WHAT IS EXPECTED:
Copy out the entire listing below word for word, changing nothing.

○ ○ ○ ○

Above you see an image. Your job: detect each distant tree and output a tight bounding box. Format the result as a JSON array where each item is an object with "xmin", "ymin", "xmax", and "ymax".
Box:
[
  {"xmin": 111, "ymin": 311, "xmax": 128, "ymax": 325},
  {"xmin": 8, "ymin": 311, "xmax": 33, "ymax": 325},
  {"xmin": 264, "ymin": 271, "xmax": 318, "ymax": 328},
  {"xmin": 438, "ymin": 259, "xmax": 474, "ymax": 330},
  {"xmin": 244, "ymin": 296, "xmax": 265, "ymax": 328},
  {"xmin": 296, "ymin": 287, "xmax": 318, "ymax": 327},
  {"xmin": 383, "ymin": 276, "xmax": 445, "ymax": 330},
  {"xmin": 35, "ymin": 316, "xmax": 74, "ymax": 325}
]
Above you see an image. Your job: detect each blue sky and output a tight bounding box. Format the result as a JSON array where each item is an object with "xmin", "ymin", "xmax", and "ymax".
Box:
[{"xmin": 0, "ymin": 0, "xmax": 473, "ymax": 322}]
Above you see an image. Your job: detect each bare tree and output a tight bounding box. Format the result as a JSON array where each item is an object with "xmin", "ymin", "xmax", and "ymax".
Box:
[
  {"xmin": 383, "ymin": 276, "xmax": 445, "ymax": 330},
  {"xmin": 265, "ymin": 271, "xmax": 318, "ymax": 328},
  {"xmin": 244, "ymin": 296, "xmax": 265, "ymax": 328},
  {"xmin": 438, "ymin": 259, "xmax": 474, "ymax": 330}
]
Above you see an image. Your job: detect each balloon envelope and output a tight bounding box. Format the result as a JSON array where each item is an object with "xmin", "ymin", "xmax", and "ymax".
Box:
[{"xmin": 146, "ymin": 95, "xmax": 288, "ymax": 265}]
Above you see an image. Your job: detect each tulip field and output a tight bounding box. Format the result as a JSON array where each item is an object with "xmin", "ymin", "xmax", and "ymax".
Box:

○ ○ ○ ○

RESPONSE BELOW:
Above you see an image. Your job: detect each distant tree and output a tight bounding box. Format the result as a JSON array where each item is an object with "xmin", "ymin", "xmax", and "ymax".
Box:
[
  {"xmin": 111, "ymin": 311, "xmax": 128, "ymax": 325},
  {"xmin": 8, "ymin": 311, "xmax": 33, "ymax": 325},
  {"xmin": 264, "ymin": 271, "xmax": 318, "ymax": 328},
  {"xmin": 438, "ymin": 259, "xmax": 474, "ymax": 330},
  {"xmin": 244, "ymin": 296, "xmax": 265, "ymax": 328},
  {"xmin": 296, "ymin": 287, "xmax": 318, "ymax": 327},
  {"xmin": 383, "ymin": 276, "xmax": 445, "ymax": 330},
  {"xmin": 35, "ymin": 316, "xmax": 74, "ymax": 325}
]
Above you see an image. Your job: detect each blue sky and output a tight bounding box. Format the result as a JSON array where each item is an object with "xmin", "ymin", "xmax", and "ymax".
Box:
[{"xmin": 0, "ymin": 0, "xmax": 473, "ymax": 322}]
Above you see an image. Your job: detect each bare tree and output a tight bounding box. Format the result as a JSON array where each item is an object with "xmin", "ymin", "xmax", and "ymax".
Box:
[
  {"xmin": 383, "ymin": 276, "xmax": 445, "ymax": 330},
  {"xmin": 265, "ymin": 271, "xmax": 318, "ymax": 328},
  {"xmin": 244, "ymin": 296, "xmax": 265, "ymax": 328},
  {"xmin": 438, "ymin": 259, "xmax": 474, "ymax": 330}
]
Above you see an image. Your job: detect each balloon envelope and output a tight bounding box. Format the result as a JSON array where each item is an object with "xmin", "ymin", "xmax", and "ymax".
Box:
[{"xmin": 146, "ymin": 95, "xmax": 288, "ymax": 265}]
Above you see an image. Your job: detect each tulip field and output a tight bounding box. Format the result as a JSON array where each item is an object with "xmin", "ymin", "xmax", and "ymax".
Box:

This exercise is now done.